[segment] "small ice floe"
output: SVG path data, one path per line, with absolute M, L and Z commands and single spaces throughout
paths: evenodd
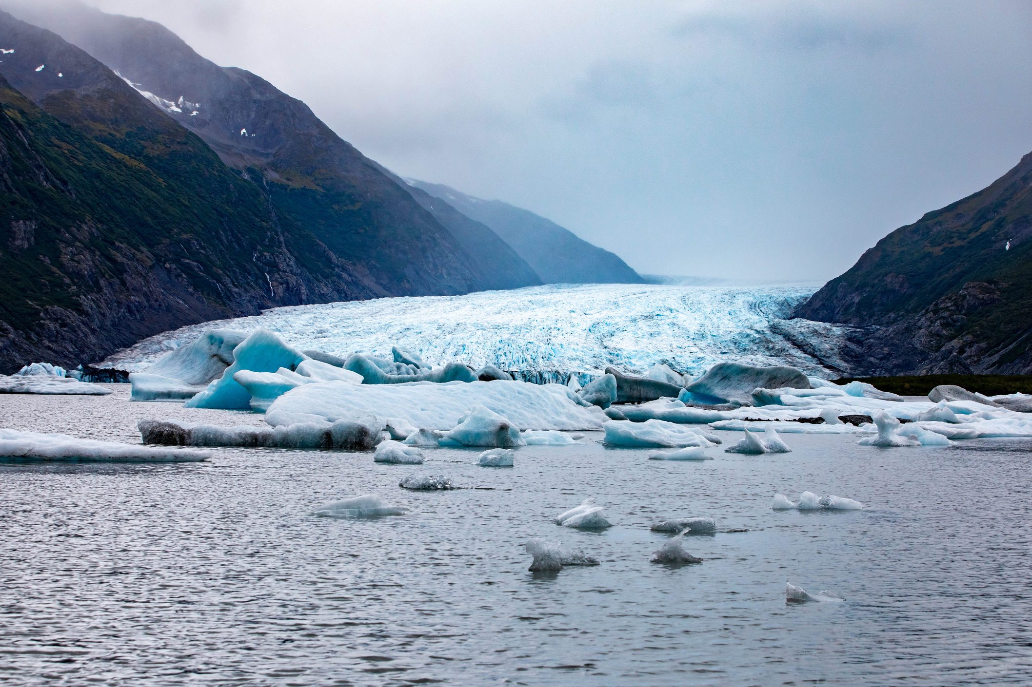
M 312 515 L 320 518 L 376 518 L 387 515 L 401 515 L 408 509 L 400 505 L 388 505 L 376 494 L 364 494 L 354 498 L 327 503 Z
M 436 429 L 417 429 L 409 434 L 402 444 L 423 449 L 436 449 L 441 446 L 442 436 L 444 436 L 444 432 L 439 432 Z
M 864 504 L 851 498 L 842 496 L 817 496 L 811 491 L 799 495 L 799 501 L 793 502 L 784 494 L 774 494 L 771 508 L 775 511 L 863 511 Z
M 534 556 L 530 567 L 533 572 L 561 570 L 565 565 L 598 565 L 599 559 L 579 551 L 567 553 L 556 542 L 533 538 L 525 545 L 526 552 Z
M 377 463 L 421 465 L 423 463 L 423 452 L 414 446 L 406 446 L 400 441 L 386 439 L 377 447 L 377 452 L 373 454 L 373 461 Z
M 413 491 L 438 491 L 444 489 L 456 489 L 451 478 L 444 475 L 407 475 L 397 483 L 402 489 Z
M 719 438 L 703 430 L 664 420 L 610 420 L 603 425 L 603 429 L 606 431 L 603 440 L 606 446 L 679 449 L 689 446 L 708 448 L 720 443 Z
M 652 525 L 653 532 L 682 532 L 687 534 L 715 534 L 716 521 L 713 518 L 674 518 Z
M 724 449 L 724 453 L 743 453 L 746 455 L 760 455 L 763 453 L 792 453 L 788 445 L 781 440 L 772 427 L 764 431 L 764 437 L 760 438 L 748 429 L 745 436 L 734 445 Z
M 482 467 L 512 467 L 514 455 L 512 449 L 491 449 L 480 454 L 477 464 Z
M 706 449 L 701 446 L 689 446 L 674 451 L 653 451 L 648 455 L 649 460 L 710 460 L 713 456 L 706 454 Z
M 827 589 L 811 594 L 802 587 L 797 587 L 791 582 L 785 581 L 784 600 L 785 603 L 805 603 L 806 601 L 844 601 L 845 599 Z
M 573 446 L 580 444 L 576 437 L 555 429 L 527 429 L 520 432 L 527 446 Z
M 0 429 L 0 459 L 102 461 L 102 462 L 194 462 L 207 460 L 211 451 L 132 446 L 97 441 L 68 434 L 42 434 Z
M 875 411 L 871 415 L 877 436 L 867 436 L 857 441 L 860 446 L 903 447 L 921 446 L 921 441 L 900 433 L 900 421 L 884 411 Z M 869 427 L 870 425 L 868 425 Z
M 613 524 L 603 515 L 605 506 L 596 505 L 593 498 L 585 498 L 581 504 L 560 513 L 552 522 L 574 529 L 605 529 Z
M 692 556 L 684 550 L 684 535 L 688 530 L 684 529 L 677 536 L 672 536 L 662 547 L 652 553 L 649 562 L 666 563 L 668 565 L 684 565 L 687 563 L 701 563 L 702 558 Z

● ● ● ● ● ● ●

◆ **Korte opdracht**
Geef de regels vanaf het begin van de vermeldingen hierboven tot en met de regel met "paths: evenodd" ongewijzigd weer.

◆ **Oplossing opdracht**
[segment] "small ice floe"
output: SVG path data, one path per line, with absolute M, L and Z commands and single spaces throughout
paths: evenodd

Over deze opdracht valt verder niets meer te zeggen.